### Page text:
On top of the $10,739 per person in health care spending, people also pay into Medicare – that is, future health care – with FICA taxes. Presently, the Medicare portion is 1.45 percent if matched by the employer, or if self-employed, 2.9 percent; plus an extra 0.9 percent on incomes over $200,000 a year.

Elizabeth Warren and Bernie Sanders have never explained why their Medicare-for-All plan requires ending private insurance – which has engendered most of the hysteria – though Warren’s plan depends upon employers continuing to collect their contribution, $1 trillion worth, but sends it to the government.

Solving the conundrum of affordability and accessibility and delivering true health care for all must be through a combination of cost savings and making Medicare Available to All, because there is already an established system of paying premiums to CMS and paying for Medicare through taxes.

Here’s a simpler, more elegant solution:

First: get rid of the ridiculous expectation that Democrats have foisted, that universal health care will be free.

Health care is not free. Medicare is not free. On top of all that retirees have paid into the system, we pay monthly premiums with surcharges on higher incomes, in addition to supplementary insurance, coverage for drugs, and that doesn’t even cover vision, dental, hearing or long-term care. I estimate I pay out $5,000 a year for one person plus $3,000 for long-term care insurance.

The answer – in health care, hospitals and drug costs – is to use the model of public utilities – private companies that pay private salaries, but which nonetheless have to justify fair and transparent pricing that returns a reasonable, not extortionist, rate of return.

Medicare Available to All – which eventually would likely replace private insurance because of its superior benefits – should be paid for with a separate premium, which already has a progressive element based on income – just as Medicare recipients (not Medicare Advantage) do now. This would avoid any of the Republican constitutional challenges such as they waged against the individual “mandate”.

Medicare Available for All would be voluntary and paid for using the existing mechanisms. But the taxes should be charged on all income, not just wages, and the surcharge on higher incomes could be raised.

The government should guarantee a reasonable level of care – wellness exams, vaccinations, regular mammography and colonoscopy – and life-saving treatments and drugs.

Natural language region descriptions
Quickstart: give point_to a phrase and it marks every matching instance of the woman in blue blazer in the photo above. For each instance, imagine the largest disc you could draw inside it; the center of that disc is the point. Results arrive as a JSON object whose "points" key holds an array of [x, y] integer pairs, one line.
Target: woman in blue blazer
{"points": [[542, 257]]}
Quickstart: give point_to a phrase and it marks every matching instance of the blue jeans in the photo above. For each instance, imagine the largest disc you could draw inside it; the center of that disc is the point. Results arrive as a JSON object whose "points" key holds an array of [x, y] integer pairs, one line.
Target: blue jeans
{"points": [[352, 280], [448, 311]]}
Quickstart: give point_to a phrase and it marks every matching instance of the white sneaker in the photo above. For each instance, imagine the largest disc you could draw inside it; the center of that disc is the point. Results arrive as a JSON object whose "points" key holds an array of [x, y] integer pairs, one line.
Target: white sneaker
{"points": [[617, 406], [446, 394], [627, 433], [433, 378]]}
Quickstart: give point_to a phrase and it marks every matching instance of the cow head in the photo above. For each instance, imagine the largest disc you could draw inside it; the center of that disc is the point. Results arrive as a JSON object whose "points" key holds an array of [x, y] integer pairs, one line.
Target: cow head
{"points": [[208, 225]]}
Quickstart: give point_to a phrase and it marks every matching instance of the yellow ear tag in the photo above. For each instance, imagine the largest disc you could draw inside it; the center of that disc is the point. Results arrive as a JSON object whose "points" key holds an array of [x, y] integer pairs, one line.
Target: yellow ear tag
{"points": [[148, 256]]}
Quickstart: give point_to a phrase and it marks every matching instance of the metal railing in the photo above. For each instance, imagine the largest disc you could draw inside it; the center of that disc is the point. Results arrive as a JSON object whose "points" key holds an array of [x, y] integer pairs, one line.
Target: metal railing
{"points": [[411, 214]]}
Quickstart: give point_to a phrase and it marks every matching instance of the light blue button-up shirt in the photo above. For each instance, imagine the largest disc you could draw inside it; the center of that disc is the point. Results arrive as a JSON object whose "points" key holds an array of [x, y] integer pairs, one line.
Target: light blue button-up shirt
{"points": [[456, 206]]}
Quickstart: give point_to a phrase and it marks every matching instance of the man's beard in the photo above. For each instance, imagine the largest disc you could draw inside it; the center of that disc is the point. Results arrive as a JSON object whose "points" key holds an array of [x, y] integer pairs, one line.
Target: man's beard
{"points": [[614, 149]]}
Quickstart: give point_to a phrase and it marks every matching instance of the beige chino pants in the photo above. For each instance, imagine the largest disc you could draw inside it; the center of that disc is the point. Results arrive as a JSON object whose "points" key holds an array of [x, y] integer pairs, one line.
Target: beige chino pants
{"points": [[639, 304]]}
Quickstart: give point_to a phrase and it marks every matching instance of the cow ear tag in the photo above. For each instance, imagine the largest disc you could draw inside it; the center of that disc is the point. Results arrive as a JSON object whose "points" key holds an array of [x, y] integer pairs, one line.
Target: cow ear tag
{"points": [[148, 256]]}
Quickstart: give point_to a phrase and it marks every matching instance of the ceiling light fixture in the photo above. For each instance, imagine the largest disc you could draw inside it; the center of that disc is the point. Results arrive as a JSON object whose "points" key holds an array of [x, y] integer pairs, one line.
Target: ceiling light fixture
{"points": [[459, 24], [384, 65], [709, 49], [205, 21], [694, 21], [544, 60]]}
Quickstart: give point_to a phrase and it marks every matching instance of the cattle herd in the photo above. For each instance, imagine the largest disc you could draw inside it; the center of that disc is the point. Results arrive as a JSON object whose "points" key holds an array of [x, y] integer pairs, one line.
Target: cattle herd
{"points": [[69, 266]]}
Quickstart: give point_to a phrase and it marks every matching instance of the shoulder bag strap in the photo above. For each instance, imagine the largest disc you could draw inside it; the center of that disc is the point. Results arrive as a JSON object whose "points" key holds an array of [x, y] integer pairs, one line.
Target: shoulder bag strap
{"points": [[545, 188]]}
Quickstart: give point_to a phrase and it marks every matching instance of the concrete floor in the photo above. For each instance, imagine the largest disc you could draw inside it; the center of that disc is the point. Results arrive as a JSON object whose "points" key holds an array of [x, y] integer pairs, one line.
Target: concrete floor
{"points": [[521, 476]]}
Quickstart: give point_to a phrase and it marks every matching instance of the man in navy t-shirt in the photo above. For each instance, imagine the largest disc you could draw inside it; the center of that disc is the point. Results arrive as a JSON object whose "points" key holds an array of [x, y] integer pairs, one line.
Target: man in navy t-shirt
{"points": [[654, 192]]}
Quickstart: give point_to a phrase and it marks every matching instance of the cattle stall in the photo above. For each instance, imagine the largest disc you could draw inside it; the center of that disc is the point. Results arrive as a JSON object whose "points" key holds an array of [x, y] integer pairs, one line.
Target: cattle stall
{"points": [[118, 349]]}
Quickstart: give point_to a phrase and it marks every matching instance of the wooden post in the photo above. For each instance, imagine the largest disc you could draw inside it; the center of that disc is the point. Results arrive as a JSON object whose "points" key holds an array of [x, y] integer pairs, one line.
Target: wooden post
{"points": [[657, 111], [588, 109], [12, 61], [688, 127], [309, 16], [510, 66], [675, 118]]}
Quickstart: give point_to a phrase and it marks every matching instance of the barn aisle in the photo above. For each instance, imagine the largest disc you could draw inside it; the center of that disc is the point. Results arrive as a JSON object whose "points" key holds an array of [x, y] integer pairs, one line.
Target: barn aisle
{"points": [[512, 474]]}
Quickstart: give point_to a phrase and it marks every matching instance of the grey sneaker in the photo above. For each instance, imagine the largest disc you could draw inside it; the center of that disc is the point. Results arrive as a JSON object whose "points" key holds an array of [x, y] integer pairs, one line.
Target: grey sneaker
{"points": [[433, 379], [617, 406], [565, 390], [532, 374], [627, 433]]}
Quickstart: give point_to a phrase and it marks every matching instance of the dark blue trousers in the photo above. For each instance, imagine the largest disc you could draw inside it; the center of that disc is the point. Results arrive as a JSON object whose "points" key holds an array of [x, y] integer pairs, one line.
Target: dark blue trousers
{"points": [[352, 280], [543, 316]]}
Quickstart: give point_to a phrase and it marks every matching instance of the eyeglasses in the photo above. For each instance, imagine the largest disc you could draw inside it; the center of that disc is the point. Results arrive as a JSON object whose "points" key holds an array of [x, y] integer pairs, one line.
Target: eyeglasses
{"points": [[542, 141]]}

### What the exercise asks:
Can you carry on the health care commentary from where it stops? These entries stand apart from the health care text and have no connection to it.

### Result for this task:
Above that, people can buy supplemental insurance or pay on their own for such things as cosmetic surgery and such. Address the fear of “rationing” and long waits by producing more doctors, more physician assistants, more registered nurses empowered to give basic care, more clinics and more e-medicine.

The reality is that the rich will still be able to buy better access and personalized care, through Concierge Medicine and VIP programs, such as already happens in the Medicare Capital, Fla.

But instead of frightening people even more intensely than when Obama was introducing the Affordable Care Act (and amazingly, now supported by vast majorities) – and the hysteria when people realized that just as before, insurance companies and employers decide what doctors are included for coverage – Warren is making universal health care much more terrifying than it needs to be and torpedoing her own candidacy.

Biden, who sits comfortably behind the idea that he would simply expand on Obamacare by adding a public option fails to take into account how Trump and the Republicans have sabotaged it. Biden hasn’t said how he would improve upon Obamacare, pay for the subsidies or get the Red States on board with expanding access to Medicaid.

Elizabeth Warren has been flawless up until now – her character and her campaign unimpeachable. But her Medicare for All plan gives her opponents – especially Joe Biden, Pete Buttigieg and Amy Klobuchar – the one thing that will be used to tear her down, through repetition, extrapolation, exaggeration and fabrication.

But with health care being the number one issue of concern for 2020 voters, her plan will trip her up for the same reason it tripped up Obama: it’s too much of a Rube Goldberg device in order to controvert those who would block it entirely.